Regardless of which workaround you choose, it is strongly recommended to report your experience on the Google AI Developers Forum and upvote existing bug report threads. The visibility of these reports directly influences Google's prioritization of the fix. Include your project ID (not your API key), the specific models affected, and the exact error response in your report to help Google's engineering team diagnose and resolve the issue faster. For detailed information about how Nano Banana Pro rate limits are structured, see our dedicated guide.

It is also worth monitoring Google's official issue tracker and the AI Developers Forum for updates. Previous billing-related bugs in the Gemini API have typically been resolved within one to three weeks of widespread reporting, though Google rarely provides advance notice of when fixes will be deployed. Setting up a Google Alert for "gemini api free_tier_requests bug" can help you catch the resolution announcement when it comes, so you can immediately switch back from your workaround to the direct Gemini API endpoint.

How Gemini API Tiers and Quotas Work

Gemini API tier comparison showing Free, Tier 1, and Tier 2 rate limits and requirements

Understanding how Google structures its API tier system helps you both prevent quota issues and make informed decisions about your usage. The Gemini API uses a tiered system where higher tiers unlock progressively larger rate limits, and the upgrade path between tiers is based on cumulative spending and account age rather than a subscription model.

The free tier is where every new Gemini API user starts, and it provides limited but functional access for experimentation and small projects. As of February 2026, the free tier allows 5 RPM for Gemini 2.5 Pro, 10 RPM for Gemini 2.5 Flash, and 15 RPM for Gemini 2.5 Flash-Lite (ai.google.dev/gemini-api/docs/rate-limits, February 2026). Daily request caps are also enforced: 100 requests per day for Pro and 250 for Flash. Critically, the free tier provides zero images per minute (0 IPM) for image generation — this means that any image generation on the free tier is simply not available, not merely limited. It is worth noting that Google significantly cut free tier limits in December 2025, reducing quotas by 50-80% from their previous levels, which caught many developers off guard. For a complete analysis of these changes, see our Gemini API free tier guide.

Tier 1 unlocks immediately when you enable Cloud Billing on your project, with no waiting period and no minimum spend requirement. This is one of the most important facts that many developers miss: you do not need to pay anything upfront to get Tier 1 access, though Google may require a one-time prepayment that serves as a usage credit. Tier 1 provides a dramatic increase in limits: 150-300 RPM for most models (a 30-60x improvement over free tier), unlimited daily requests, and access to image generation endpoints. This is the tier that most individual developers and small teams should target. The Gemini API rate limits guide covers these numbers in greater detail.

Tier 2 and above are designed for production workloads and high-volume applications. Reaching Tier 2 requires $250 or more in cumulative API spending and at least 30 days on Tier 1. The upgrade happens automatically within about 10 minutes once the requirements are met, pushing RPM limits to 1,000 or higher for most models. Tier 3 follows a similar pattern with $1,000+ cumulative spend and 30+ days on the previous tier.

> **TASK DESCRIPTION**
Write out the part of the Gemini API passage between "The free tier is where" and "free tier guide.", inclusive. The listing that follows is separate material and is not connected to the Gemini API passage.

> **RECORDED INFORMATION**

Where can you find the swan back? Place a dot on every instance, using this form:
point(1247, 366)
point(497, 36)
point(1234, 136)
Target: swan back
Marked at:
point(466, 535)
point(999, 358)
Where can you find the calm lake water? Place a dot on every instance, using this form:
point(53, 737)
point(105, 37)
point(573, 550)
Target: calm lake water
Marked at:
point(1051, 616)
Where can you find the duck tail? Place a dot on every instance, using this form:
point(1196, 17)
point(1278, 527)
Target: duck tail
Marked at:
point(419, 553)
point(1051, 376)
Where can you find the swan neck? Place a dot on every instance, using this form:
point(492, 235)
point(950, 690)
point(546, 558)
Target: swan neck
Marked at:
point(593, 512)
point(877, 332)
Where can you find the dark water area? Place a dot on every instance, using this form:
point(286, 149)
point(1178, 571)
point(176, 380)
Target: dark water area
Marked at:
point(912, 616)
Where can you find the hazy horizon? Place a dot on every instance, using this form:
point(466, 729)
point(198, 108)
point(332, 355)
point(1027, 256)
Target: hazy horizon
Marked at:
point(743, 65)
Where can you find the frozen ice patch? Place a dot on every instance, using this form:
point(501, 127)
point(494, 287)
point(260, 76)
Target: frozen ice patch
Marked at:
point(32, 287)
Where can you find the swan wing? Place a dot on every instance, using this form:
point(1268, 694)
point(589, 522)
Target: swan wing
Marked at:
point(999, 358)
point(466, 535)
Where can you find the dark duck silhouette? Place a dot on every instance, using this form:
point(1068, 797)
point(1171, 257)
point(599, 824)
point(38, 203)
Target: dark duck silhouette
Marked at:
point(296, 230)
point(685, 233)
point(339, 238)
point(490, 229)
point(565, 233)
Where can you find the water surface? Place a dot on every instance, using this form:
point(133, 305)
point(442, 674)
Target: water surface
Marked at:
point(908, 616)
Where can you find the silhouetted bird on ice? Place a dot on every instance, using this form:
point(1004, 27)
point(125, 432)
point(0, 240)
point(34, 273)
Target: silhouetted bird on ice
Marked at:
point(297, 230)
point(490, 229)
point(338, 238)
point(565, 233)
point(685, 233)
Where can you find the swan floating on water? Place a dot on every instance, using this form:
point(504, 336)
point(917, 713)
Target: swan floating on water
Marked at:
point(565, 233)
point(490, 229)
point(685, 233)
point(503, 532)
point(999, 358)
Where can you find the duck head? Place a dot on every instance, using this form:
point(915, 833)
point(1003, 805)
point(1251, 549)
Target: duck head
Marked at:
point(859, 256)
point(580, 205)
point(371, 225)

* * *

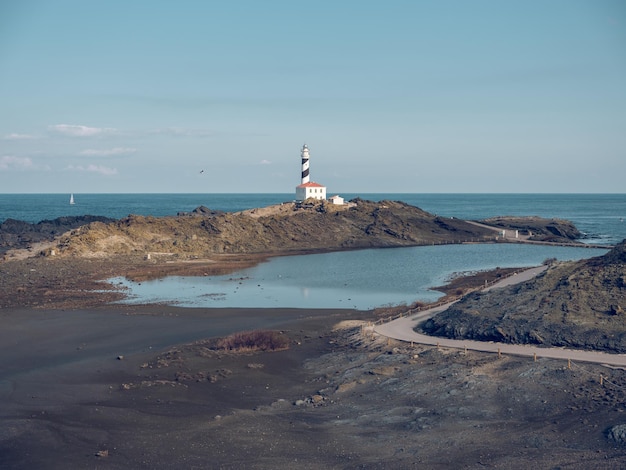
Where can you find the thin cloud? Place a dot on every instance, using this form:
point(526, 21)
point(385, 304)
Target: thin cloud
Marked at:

--

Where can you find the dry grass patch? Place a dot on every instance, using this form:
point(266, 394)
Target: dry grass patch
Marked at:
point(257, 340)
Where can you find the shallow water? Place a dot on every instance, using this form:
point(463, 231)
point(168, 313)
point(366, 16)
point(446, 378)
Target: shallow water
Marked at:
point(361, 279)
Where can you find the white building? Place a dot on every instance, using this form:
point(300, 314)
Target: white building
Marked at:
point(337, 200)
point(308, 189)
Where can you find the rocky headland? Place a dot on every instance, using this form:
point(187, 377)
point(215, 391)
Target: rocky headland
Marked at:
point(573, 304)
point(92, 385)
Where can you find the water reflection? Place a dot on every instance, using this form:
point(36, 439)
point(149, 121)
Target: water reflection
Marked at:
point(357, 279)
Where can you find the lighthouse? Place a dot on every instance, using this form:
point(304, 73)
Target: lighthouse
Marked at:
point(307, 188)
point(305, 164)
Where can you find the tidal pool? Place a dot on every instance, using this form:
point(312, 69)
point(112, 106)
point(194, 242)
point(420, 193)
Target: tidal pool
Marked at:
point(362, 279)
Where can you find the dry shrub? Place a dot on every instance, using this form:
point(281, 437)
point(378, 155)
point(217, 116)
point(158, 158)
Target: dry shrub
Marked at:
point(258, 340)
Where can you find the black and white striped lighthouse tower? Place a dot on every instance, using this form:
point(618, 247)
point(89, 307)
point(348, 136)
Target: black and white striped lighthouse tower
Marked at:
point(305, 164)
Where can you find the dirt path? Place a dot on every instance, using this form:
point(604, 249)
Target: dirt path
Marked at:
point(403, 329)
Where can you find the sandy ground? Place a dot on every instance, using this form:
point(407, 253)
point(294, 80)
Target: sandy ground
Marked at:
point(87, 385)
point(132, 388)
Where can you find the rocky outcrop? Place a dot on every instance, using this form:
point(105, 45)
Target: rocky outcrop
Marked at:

> **EXERCISE OUTPUT**
The free tier is where every new Gemini API user starts, and it provides limited but functional access for experimentation and small projects. As of February 2026, the free tier allows 5 RPM for Gemini 2.5 Pro, 10 RPM for Gemini 2.5 Flash, and 15 RPM for Gemini 2.5 Flash-Lite (ai.google.dev/gemini-api/docs/rate-limits, February 2026). Daily request caps are also enforced: 100 requests per day for Pro and 250 for Flash. Critically, the free tier provides zero images per minute (0 IPM) for image generation — this means that any image generation on the free tier is simply not available, not merely limited. It is worth noting that Google significantly cut free tier limits in December 2025, reducing quotas by 50-80% from their previous levels, which caught many developers off guard. For a complete analysis of these changes, see our Gemini API free tier guide.